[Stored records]
────────────────────────────────────────
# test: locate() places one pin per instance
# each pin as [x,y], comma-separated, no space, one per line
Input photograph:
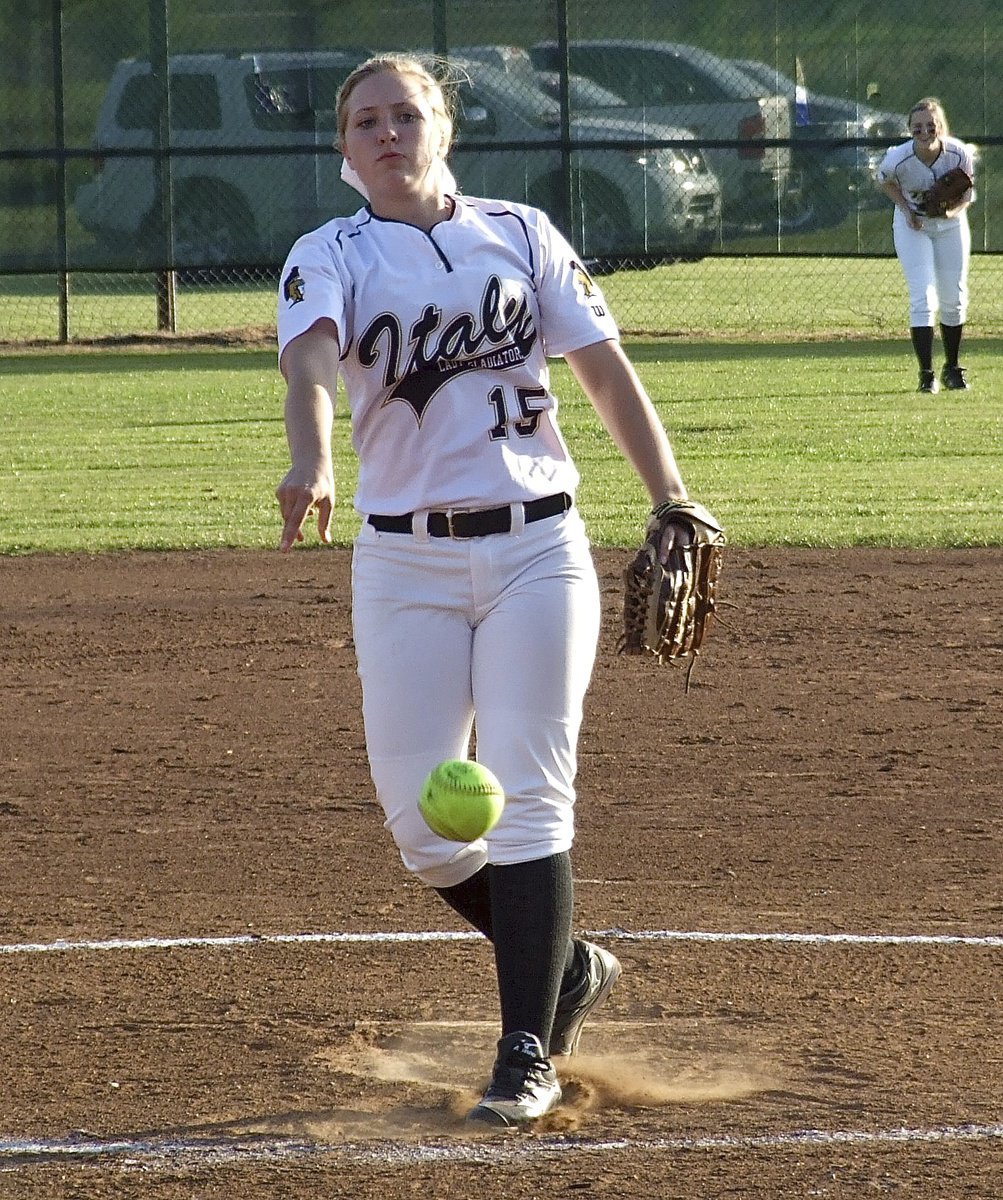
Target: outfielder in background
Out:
[475,600]
[934,250]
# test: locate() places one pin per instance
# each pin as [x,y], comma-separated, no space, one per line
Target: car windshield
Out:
[582,93]
[295,97]
[487,88]
[774,81]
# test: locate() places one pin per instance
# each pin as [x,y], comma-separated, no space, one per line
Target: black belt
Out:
[474,522]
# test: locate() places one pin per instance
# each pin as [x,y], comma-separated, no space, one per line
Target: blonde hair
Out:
[936,108]
[439,90]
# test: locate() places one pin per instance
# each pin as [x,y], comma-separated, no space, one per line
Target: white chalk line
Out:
[239,941]
[172,1152]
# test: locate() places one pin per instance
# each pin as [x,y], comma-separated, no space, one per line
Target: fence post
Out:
[59,117]
[160,55]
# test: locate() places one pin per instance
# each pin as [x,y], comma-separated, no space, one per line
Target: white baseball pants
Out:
[494,635]
[935,262]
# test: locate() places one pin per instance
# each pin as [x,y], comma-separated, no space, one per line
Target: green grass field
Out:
[823,444]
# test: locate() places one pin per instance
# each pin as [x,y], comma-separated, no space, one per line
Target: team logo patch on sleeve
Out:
[294,288]
[583,280]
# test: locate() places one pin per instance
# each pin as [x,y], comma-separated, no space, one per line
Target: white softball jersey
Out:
[444,342]
[914,177]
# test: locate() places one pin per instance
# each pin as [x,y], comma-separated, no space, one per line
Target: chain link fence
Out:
[715,163]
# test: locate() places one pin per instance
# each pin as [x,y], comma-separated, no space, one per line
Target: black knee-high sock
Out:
[923,345]
[952,337]
[530,913]
[472,900]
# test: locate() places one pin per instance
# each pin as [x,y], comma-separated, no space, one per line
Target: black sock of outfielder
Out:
[923,345]
[472,900]
[952,337]
[530,912]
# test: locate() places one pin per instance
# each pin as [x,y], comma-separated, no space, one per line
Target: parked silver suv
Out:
[737,121]
[253,167]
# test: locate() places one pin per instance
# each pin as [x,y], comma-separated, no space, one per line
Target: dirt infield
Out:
[187,816]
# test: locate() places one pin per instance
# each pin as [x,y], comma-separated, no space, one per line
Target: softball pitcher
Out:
[934,251]
[475,601]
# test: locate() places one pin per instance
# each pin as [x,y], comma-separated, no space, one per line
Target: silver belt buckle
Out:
[452,533]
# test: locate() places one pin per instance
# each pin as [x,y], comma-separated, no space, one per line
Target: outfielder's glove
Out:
[947,192]
[668,609]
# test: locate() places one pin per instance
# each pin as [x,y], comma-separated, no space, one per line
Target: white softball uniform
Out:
[444,342]
[935,258]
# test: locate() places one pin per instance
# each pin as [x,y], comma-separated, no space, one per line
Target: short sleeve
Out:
[310,287]
[572,307]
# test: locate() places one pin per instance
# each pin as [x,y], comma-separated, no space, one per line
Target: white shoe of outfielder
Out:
[602,970]
[522,1087]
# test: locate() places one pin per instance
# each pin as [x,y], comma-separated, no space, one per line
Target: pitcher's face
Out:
[394,135]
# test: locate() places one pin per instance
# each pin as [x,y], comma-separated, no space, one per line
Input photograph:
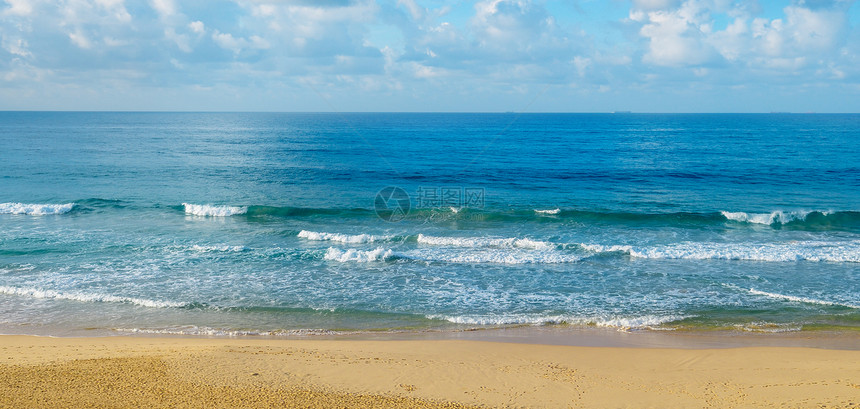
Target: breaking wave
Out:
[35,209]
[214,211]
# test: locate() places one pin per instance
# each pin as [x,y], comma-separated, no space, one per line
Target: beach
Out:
[246,372]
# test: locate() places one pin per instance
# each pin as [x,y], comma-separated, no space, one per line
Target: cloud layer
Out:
[490,55]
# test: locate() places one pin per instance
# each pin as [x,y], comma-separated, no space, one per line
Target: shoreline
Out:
[577,336]
[241,372]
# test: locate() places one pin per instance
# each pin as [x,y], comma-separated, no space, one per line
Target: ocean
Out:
[277,224]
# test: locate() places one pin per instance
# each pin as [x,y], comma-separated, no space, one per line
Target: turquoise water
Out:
[211,223]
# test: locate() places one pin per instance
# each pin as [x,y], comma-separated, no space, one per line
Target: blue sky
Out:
[439,55]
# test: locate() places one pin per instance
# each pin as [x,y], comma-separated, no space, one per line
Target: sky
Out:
[431,55]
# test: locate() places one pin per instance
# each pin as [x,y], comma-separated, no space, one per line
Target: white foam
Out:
[221,332]
[769,327]
[86,297]
[848,252]
[485,242]
[360,256]
[800,299]
[619,322]
[216,211]
[775,217]
[497,256]
[225,248]
[343,238]
[35,209]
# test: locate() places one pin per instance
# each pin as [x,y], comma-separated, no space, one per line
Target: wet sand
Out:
[215,373]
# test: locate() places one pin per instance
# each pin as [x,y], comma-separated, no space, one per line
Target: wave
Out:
[619,322]
[485,242]
[222,248]
[216,211]
[222,332]
[843,252]
[361,256]
[343,238]
[776,217]
[87,297]
[492,256]
[35,209]
[803,219]
[801,299]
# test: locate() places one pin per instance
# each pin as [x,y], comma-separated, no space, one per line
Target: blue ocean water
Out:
[258,223]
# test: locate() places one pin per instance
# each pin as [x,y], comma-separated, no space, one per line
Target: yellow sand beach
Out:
[222,373]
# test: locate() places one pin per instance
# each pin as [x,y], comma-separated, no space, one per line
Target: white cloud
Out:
[237,45]
[80,39]
[19,7]
[165,8]
[197,27]
[17,47]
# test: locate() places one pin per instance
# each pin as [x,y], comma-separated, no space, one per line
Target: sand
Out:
[220,373]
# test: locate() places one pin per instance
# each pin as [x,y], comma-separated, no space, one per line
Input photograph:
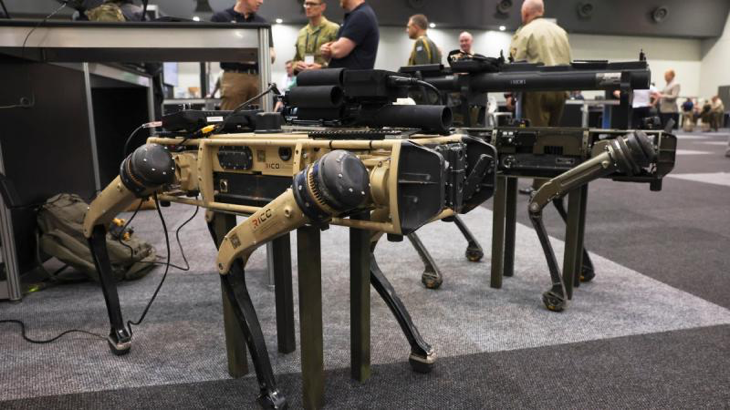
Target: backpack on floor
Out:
[60,223]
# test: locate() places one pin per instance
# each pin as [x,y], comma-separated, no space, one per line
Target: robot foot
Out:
[431,280]
[420,363]
[272,400]
[587,274]
[474,254]
[120,342]
[554,301]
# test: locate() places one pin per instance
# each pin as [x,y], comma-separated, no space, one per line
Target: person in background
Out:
[688,115]
[313,36]
[641,106]
[668,99]
[425,51]
[115,10]
[288,80]
[240,80]
[706,115]
[357,41]
[540,41]
[717,108]
[465,43]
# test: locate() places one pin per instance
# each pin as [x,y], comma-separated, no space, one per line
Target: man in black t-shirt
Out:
[240,80]
[357,40]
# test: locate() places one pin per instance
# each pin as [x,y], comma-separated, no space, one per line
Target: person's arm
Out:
[339,49]
[354,33]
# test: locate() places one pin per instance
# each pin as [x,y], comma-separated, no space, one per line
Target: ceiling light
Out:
[202,6]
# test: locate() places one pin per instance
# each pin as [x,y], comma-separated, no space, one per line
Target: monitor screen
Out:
[170,74]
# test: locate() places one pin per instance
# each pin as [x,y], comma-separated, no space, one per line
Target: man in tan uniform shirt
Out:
[318,32]
[540,41]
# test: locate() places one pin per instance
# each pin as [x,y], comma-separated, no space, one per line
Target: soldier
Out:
[668,109]
[465,42]
[313,36]
[424,50]
[240,80]
[540,41]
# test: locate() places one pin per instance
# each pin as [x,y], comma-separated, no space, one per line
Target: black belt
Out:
[243,71]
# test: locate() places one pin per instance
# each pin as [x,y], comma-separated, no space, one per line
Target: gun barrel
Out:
[561,80]
[548,80]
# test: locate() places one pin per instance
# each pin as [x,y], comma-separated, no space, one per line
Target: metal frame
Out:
[89,42]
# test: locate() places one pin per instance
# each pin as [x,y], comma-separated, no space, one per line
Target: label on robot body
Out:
[261,221]
[608,78]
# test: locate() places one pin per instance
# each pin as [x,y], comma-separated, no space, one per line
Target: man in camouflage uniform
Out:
[318,32]
[540,41]
[425,50]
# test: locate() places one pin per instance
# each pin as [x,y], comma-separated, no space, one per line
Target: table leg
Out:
[498,225]
[510,227]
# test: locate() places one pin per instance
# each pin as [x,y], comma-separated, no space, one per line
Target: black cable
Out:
[177,237]
[22,327]
[167,269]
[24,102]
[221,125]
[129,139]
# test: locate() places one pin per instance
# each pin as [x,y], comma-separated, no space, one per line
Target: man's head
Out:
[314,8]
[532,9]
[417,26]
[465,42]
[350,5]
[249,6]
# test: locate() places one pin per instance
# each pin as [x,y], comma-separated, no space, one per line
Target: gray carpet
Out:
[646,333]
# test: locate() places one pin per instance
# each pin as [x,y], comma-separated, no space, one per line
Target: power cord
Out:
[27,339]
[164,276]
[24,101]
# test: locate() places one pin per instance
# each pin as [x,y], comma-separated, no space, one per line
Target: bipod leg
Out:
[120,339]
[219,224]
[587,272]
[422,356]
[234,285]
[431,277]
[474,251]
[554,299]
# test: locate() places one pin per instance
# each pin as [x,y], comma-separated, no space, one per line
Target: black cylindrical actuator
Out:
[330,76]
[426,117]
[318,96]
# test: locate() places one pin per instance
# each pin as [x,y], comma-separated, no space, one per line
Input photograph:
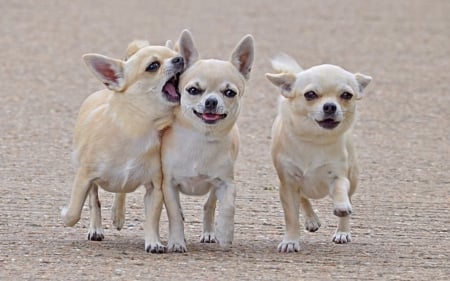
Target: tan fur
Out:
[314,160]
[117,136]
[198,157]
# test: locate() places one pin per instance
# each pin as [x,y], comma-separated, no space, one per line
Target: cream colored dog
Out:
[117,135]
[312,147]
[200,148]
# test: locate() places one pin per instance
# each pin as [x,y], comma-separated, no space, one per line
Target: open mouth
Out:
[170,89]
[328,123]
[209,117]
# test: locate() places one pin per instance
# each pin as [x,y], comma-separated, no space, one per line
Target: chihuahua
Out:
[312,148]
[117,135]
[199,150]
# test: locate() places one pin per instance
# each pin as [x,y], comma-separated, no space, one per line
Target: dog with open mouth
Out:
[118,131]
[312,147]
[199,150]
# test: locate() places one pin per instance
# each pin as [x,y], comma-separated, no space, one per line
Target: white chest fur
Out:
[199,163]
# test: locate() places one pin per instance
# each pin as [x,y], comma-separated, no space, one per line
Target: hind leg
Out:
[95,216]
[118,210]
[312,222]
[72,213]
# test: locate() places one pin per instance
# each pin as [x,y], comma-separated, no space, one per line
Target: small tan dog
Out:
[200,148]
[117,135]
[312,147]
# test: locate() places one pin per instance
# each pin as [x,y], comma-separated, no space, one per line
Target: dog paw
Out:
[155,248]
[177,247]
[208,237]
[96,235]
[342,210]
[289,247]
[342,237]
[312,224]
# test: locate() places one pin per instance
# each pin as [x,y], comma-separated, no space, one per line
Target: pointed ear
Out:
[186,47]
[285,81]
[134,46]
[363,81]
[169,44]
[243,55]
[109,71]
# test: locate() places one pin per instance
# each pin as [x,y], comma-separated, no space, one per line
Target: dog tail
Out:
[285,63]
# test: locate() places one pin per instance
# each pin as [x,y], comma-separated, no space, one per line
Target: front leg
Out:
[153,202]
[339,191]
[177,242]
[209,209]
[226,193]
[289,196]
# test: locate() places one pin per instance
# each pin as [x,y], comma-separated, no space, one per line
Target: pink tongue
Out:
[209,116]
[170,89]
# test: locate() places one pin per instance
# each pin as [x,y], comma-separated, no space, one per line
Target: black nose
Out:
[177,60]
[211,103]
[329,108]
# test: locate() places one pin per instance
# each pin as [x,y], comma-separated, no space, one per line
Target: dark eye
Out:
[154,66]
[310,96]
[229,93]
[346,96]
[193,91]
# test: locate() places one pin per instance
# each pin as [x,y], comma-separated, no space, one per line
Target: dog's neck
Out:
[132,119]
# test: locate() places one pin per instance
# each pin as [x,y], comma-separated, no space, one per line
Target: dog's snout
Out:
[211,103]
[329,108]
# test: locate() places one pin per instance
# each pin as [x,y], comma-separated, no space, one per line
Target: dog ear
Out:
[186,47]
[285,81]
[243,55]
[363,81]
[108,70]
[134,46]
[169,44]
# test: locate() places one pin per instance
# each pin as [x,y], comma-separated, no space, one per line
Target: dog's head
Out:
[322,97]
[148,77]
[211,89]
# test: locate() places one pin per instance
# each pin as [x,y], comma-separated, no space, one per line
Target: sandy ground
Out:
[401,209]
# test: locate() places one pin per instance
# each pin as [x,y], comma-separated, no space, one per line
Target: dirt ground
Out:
[400,224]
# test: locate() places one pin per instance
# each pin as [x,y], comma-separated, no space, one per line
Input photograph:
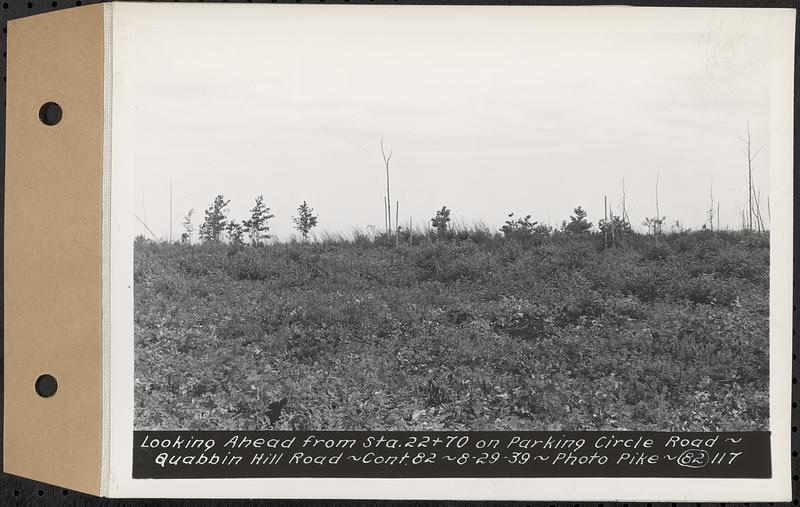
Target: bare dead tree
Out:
[385,214]
[711,208]
[624,208]
[759,220]
[747,150]
[148,229]
[605,221]
[386,159]
[170,211]
[397,224]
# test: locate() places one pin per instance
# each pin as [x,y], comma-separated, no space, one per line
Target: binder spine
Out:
[53,248]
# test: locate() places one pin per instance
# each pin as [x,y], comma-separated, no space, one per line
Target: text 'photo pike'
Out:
[460,225]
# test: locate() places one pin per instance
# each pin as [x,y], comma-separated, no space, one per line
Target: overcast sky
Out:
[489,110]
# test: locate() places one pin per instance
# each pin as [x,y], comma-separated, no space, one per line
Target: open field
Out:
[455,335]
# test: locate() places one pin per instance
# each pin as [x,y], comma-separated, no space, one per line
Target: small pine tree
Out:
[216,221]
[305,219]
[520,228]
[440,221]
[257,227]
[188,228]
[577,222]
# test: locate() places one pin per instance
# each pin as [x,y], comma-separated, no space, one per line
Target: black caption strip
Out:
[237,454]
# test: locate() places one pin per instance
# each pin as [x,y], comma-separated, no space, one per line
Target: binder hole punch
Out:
[46,385]
[50,113]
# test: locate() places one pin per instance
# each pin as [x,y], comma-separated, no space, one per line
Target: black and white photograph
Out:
[458,221]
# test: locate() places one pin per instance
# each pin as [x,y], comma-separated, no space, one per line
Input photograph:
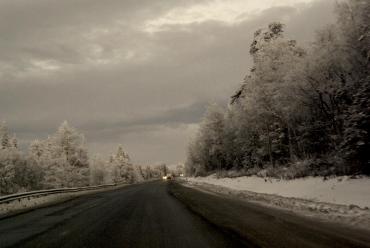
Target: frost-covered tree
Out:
[298,104]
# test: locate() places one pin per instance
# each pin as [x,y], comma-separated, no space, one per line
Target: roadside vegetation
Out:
[62,160]
[300,111]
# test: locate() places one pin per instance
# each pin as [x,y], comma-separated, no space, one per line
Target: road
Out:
[143,215]
[161,214]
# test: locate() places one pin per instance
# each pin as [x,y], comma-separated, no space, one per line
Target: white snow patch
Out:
[340,200]
[338,190]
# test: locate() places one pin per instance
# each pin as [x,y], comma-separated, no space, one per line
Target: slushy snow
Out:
[339,190]
[341,199]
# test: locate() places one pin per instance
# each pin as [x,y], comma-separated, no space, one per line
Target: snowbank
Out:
[340,200]
[339,190]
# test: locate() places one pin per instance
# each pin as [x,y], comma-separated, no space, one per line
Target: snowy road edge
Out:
[351,215]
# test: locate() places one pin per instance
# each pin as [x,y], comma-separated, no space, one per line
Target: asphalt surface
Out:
[162,214]
[143,215]
[263,226]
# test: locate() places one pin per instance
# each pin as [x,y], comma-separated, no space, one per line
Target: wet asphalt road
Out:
[143,215]
[162,214]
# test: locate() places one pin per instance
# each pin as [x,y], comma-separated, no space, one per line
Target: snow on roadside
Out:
[339,190]
[340,199]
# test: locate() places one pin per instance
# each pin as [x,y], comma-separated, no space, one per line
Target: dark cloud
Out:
[92,63]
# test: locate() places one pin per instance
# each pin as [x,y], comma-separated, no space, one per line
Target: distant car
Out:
[167,177]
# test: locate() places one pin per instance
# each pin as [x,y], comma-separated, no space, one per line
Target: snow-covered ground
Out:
[339,190]
[339,199]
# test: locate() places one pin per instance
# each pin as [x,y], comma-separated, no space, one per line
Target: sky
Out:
[134,72]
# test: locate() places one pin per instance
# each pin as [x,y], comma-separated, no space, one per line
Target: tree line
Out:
[300,110]
[61,160]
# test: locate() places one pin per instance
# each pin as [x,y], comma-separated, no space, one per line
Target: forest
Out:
[300,111]
[62,160]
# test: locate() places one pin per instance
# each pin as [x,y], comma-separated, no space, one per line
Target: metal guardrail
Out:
[14,197]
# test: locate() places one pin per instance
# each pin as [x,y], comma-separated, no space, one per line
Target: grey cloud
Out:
[144,102]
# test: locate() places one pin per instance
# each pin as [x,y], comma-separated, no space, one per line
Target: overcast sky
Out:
[133,72]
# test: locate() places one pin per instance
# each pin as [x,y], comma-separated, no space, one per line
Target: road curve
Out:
[143,215]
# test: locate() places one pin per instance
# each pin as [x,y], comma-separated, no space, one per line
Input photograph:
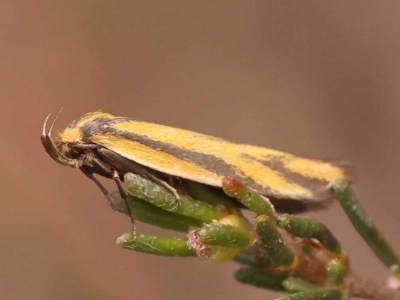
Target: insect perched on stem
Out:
[100,143]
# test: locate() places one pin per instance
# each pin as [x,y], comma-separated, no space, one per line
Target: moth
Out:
[109,146]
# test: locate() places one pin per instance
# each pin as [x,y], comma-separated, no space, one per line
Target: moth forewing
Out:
[100,143]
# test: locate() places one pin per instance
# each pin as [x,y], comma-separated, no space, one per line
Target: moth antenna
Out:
[54,121]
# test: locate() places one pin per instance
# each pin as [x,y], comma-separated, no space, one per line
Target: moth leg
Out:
[124,196]
[131,166]
[100,186]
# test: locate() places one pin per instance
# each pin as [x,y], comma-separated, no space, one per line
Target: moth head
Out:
[57,149]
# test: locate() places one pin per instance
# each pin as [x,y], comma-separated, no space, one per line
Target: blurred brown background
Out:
[320,79]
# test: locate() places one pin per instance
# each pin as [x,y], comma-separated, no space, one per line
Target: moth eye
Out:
[74,152]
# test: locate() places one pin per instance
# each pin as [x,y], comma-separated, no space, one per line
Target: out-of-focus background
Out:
[319,79]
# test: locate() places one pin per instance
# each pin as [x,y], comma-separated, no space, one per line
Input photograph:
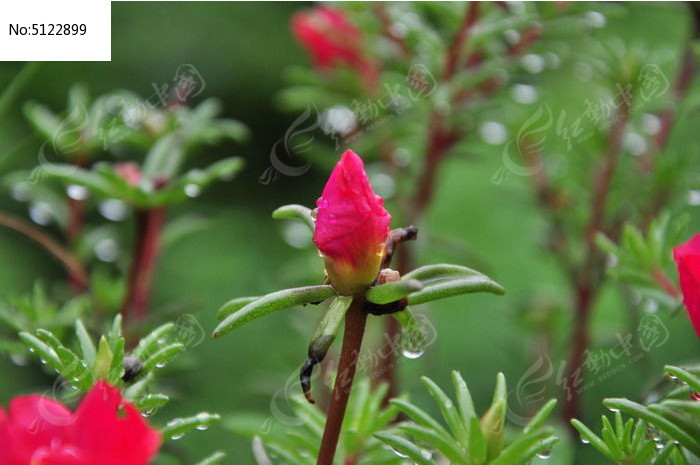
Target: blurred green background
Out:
[242,51]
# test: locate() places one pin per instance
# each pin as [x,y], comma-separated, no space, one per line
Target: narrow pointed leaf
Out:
[179,426]
[405,447]
[442,290]
[391,292]
[272,303]
[295,212]
[87,348]
[592,438]
[465,404]
[429,273]
[448,410]
[478,447]
[234,305]
[673,430]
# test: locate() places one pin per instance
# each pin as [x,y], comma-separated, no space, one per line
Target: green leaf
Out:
[42,350]
[272,303]
[684,375]
[295,212]
[162,356]
[213,459]
[440,271]
[234,305]
[151,401]
[87,348]
[671,429]
[404,447]
[448,410]
[448,447]
[103,360]
[149,344]
[465,404]
[478,446]
[391,292]
[454,287]
[591,437]
[176,428]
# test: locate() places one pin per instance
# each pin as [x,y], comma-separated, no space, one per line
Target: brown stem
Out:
[587,279]
[63,255]
[149,224]
[355,320]
[76,213]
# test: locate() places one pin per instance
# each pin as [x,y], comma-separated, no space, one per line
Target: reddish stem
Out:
[76,213]
[149,224]
[355,320]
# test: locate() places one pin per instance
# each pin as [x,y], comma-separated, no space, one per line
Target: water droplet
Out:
[296,234]
[113,209]
[532,63]
[40,213]
[19,359]
[512,36]
[77,192]
[399,454]
[20,192]
[107,250]
[493,133]
[694,197]
[192,190]
[595,19]
[338,120]
[523,93]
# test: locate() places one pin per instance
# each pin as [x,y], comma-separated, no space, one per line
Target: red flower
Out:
[687,258]
[351,226]
[332,40]
[104,430]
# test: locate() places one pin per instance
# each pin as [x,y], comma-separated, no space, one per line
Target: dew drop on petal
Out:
[77,192]
[296,234]
[523,93]
[192,190]
[493,133]
[532,63]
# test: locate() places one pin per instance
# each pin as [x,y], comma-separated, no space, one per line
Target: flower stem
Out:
[355,320]
[149,224]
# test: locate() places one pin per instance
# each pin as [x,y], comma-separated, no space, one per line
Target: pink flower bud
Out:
[104,429]
[351,226]
[332,40]
[687,258]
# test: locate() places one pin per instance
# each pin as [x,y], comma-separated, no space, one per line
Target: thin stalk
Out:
[149,225]
[355,320]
────────────────────────────────────────
Report how many lines in the entries above contain the string "water". Give only the number; case counts.

### Response to the task
3